■ TASK ITEM ■
The line containing "every green leaf visible?" and every line after it to the end of the records: set those down exactly, without any pictures.

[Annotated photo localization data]
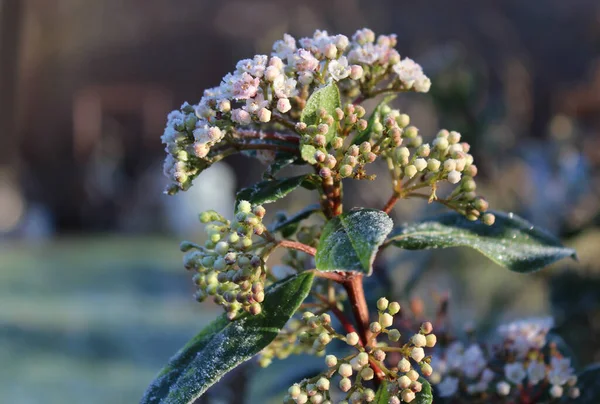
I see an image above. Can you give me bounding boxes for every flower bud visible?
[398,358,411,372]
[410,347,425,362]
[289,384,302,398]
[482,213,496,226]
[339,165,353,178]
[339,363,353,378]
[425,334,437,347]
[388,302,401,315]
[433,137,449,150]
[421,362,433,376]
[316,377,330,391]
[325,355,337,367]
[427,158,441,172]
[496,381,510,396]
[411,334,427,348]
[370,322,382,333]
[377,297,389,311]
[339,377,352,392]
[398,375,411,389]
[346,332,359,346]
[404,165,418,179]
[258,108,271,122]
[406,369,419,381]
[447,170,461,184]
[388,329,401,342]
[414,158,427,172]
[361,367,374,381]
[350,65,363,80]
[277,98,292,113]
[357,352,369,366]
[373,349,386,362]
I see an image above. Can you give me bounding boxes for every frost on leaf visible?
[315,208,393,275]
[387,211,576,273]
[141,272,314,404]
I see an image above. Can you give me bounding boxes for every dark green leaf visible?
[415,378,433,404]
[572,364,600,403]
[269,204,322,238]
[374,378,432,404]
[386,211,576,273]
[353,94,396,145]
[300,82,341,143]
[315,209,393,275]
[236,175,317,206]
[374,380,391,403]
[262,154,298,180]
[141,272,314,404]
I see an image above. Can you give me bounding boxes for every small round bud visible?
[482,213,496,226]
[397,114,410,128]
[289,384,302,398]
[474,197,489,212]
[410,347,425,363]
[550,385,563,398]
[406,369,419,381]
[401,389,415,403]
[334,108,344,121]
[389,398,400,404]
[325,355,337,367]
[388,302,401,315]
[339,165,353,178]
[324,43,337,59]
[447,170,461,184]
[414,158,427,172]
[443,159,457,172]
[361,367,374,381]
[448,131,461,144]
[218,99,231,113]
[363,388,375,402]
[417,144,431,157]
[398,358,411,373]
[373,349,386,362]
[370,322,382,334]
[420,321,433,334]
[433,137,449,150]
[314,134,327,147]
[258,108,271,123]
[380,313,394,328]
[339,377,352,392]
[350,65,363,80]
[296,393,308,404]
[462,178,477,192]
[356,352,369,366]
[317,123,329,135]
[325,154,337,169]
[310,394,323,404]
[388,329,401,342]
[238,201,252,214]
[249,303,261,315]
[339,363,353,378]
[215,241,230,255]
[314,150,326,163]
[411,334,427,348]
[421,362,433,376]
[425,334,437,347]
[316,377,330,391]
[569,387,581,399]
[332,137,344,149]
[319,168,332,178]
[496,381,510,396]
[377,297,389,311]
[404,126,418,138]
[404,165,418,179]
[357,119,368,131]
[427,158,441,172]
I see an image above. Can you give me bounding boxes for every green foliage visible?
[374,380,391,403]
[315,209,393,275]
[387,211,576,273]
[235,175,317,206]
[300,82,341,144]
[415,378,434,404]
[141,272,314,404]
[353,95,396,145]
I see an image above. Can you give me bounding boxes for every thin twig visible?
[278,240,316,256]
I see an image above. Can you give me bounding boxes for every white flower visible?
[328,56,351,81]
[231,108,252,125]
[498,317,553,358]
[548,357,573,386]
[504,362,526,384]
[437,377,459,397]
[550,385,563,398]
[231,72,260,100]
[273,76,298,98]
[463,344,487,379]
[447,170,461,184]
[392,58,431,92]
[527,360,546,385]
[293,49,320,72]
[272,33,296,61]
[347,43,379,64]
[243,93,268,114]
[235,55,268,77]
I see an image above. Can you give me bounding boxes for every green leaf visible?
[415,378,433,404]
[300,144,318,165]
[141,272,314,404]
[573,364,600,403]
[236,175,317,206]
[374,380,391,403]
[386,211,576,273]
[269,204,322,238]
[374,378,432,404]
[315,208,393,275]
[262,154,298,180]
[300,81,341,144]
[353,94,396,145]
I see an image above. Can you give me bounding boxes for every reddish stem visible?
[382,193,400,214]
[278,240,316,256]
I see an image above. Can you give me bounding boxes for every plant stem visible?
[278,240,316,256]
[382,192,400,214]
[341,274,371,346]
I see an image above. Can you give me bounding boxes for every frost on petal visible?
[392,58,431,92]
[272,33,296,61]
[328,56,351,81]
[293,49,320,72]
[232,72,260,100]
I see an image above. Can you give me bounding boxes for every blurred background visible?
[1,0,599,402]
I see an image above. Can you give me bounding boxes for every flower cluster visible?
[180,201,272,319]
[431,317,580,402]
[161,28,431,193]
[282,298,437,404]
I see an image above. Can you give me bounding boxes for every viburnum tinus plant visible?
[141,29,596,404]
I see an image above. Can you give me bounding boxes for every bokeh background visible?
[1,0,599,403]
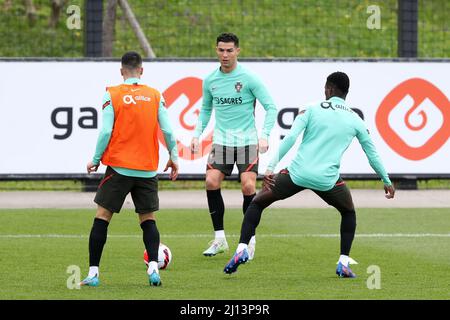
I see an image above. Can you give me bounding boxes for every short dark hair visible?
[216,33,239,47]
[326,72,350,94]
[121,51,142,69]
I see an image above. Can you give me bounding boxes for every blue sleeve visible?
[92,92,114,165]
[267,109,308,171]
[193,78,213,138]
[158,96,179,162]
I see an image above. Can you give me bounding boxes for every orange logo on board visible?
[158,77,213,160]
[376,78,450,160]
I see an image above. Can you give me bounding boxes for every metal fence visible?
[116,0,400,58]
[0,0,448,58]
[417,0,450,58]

■ ANSWER BOX ■
I see an image above. Can you give me bounding boxes for every green leaf visible?
[415,378,433,404]
[300,144,318,165]
[141,272,314,404]
[573,364,600,403]
[236,175,317,206]
[374,380,391,403]
[386,211,576,273]
[269,204,322,238]
[374,378,432,404]
[315,208,393,275]
[262,154,298,180]
[300,81,341,144]
[353,94,396,145]
I see an image above. Can you give me bounding boxes for every reddish stem visible?
[382,193,400,214]
[278,240,316,256]
I see an image above. Can you give me bounding boxes for every plant stem visible?
[278,240,316,256]
[382,192,400,214]
[341,274,371,346]
I see an image above. Can you give me bounding boxes for every frost on petal visible?
[392,58,431,92]
[272,33,296,61]
[328,56,351,81]
[293,49,320,72]
[232,72,260,100]
I see an image above. Can you give me bounding boxes for every blurred background visible?
[1,0,599,402]
I see an image above. Can you give me bounding boxes for every flower cluster visible?
[180,201,272,319]
[431,317,580,402]
[161,28,431,193]
[282,298,437,404]
I see an image above. Can you give me bounding boxes for every viburnum tinus plant visible?
[141,29,596,404]
I see an image above. Can you give me bounding boxes for every bokeh background visible?
[1,0,599,403]
I see an image above. Can you give me bounding boxes for every short dark hair visible?
[216,33,239,47]
[326,72,350,94]
[121,51,142,69]
I see an image above. Can you give me bounding boxes for every blue sleeve visible?
[92,92,114,165]
[267,109,308,171]
[193,78,213,138]
[158,96,179,162]
I see an image above. Can you give me bounding boxes for every orange logo on board visible?
[158,77,213,160]
[376,78,450,160]
I see an image above. Can you give me bounding boxes for every metal fence visible?
[116,0,400,58]
[0,0,448,58]
[417,0,450,58]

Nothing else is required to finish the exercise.